▶ **What is required**
Go through the entries and write each one out again unchanged.

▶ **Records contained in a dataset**
*****
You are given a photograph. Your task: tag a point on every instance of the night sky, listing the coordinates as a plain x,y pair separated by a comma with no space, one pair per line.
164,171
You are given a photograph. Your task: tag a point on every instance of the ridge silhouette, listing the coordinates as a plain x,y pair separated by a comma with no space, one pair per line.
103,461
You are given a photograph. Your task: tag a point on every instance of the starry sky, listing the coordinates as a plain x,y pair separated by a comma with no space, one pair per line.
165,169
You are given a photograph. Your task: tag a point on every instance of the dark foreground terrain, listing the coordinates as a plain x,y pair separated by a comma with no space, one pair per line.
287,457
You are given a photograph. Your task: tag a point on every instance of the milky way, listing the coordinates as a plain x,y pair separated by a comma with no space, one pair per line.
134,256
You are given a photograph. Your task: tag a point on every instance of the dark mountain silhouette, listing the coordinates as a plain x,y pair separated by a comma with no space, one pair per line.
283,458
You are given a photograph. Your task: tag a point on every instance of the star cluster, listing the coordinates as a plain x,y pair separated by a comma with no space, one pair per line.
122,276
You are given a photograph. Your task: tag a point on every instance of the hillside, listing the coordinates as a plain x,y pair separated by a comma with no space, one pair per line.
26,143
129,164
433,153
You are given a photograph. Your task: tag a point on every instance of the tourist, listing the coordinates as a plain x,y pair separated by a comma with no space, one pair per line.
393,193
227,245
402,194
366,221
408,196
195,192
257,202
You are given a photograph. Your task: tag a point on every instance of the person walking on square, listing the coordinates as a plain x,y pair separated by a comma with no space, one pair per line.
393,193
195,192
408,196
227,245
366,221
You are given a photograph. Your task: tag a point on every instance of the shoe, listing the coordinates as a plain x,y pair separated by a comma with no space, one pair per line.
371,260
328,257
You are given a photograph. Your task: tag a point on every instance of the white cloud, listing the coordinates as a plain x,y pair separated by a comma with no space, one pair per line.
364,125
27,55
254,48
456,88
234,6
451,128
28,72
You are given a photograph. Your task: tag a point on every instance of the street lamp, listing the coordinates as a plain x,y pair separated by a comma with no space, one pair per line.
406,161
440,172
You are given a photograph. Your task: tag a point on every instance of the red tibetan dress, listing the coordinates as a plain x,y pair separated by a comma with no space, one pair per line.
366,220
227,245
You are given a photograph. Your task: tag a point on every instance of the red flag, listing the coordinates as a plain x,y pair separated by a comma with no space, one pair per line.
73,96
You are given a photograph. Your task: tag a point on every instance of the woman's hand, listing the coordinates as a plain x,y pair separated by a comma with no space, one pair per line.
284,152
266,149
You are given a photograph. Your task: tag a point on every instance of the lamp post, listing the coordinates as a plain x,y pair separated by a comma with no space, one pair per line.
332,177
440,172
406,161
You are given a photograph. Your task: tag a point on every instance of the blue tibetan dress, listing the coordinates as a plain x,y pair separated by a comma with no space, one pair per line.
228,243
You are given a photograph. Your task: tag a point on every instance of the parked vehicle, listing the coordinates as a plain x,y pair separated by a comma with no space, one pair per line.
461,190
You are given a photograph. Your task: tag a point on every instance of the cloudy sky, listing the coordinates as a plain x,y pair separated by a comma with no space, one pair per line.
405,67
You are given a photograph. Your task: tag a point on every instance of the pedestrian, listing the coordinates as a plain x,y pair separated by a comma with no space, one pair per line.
*****
▶ **Task result**
You are given a photograph. Your task: tag a point on every instance of the night sky, listing the coordinates as a plain x,y pair separated by a comma with no space, one pair per line.
164,171
You are given a photograph. Your task: tag a point on every instance of the ridge silhouette, listing the coordinates as a plain x,y pair separated by a comma with no space, one pair per line.
103,461
You are given a photograph. Your task: tag a point on every instance of the starry sky, listing the coordinates as a plain x,y pair separated by a comma with no space, one pair per line.
165,169
You are given a photograph. Your task: tag a point on every instance of the dark foreground terrain, listing the coordinates as a plain x,y pair separated by a comma with no space, one pair per line.
287,457
You are given a photograph. Your task: tag a point on every instance of the milky way, listing the coordinates as a plain x,y pair separated by a comma with no space, one pair per line.
134,256
You are given a photograph. Your task: tag a point on every instance of the dark mountain silhouette, listing the coordinates as a plain x,y pair separated by a comma with no space, one pair per line.
283,458
You are given a photograph. Your task: tag a point on every instance of the star cluster, listing the coordinates as a plain x,y pair separated by a comma with no space, one pair per line.
122,276
You are given a photograph. Your task: tag a point on every instance of the hillside, listing the coordinates as a plain x,y pair separated by a comma with no space, one pair per line.
26,143
129,164
433,153
You are given a photograph. Your task: tag a point on every instance of the tourist, listing the coordinates as a plain x,y pair separated by a comma with no space, one pair per line.
393,193
227,245
402,194
366,221
408,196
195,192
257,202
You are given a photograph. Your task: tag a point on every instance of the person walking on square, listing the coordinates as a plain x,y pair separated by a comma with no space, one pair per line.
393,193
195,192
408,196
227,245
366,221
You are given a photograph. Your task: tag a point on every instance of the shoe, listing the coordinates as a plain x,y pair separated by a comma with no space, one pair per line.
371,260
328,257
You are given a photograph. Your task: tag a point on every instance of the white cloud, listing the coordinates as a plain x,y pair separated by a comma with no space, one pair per line.
364,125
27,55
254,48
456,88
234,6
451,128
28,72
You are given a photograph. Your task: tag a point on every instance of the street lamp, listing the coordinates as a plain x,y pair separated by a comma with no space, one pair per line.
406,161
440,172
You are given a photograph. Your task: tag a point on every instance of the red tibetan dress, listing the coordinates as a plain x,y pair separated by a comma with no space, one pair per line.
366,220
227,245
You are given a photograph. Your task: tag a point on every instance of the red flag, listing the coordinates as a plain x,y pair separated by a comma with no space, one pair per line.
73,96
You are given a photograph. Your task: tag a point on every instance of the woman's hand, listing the coordinates as a plain x,y pair separated by a comma with no space, one pair per line.
284,152
266,149
You are given a photograph. Your task: tag a point on every instance of the lamp post, listing the coordinates as a plain x,y pair separated by a comma with no space, one pair per line.
332,177
440,172
406,161
You are given a photograph. Your task: tag a point on every instance of the blue tibetan dress, listing the coordinates as a plain x,y pair separated by a comma with no space, one pair per line.
228,243
You are given a photograph. Your task: tag a point on every instance of the parked vehicle, listing the coordinates as a plain x,y pair separated by a comma with no space, one pair per line.
461,190
You are given a photograph. Your task: tag a point on every instance of the cloudy sky, listing the coordinates as a plain x,y pair separated by a comma with no space, one pair per line.
405,67
You are given a photograph. Your task: tag a point on every instance of the pedestrian, listing the coordinates as a plain x,y pair separated by a comma with no space, one pair per line.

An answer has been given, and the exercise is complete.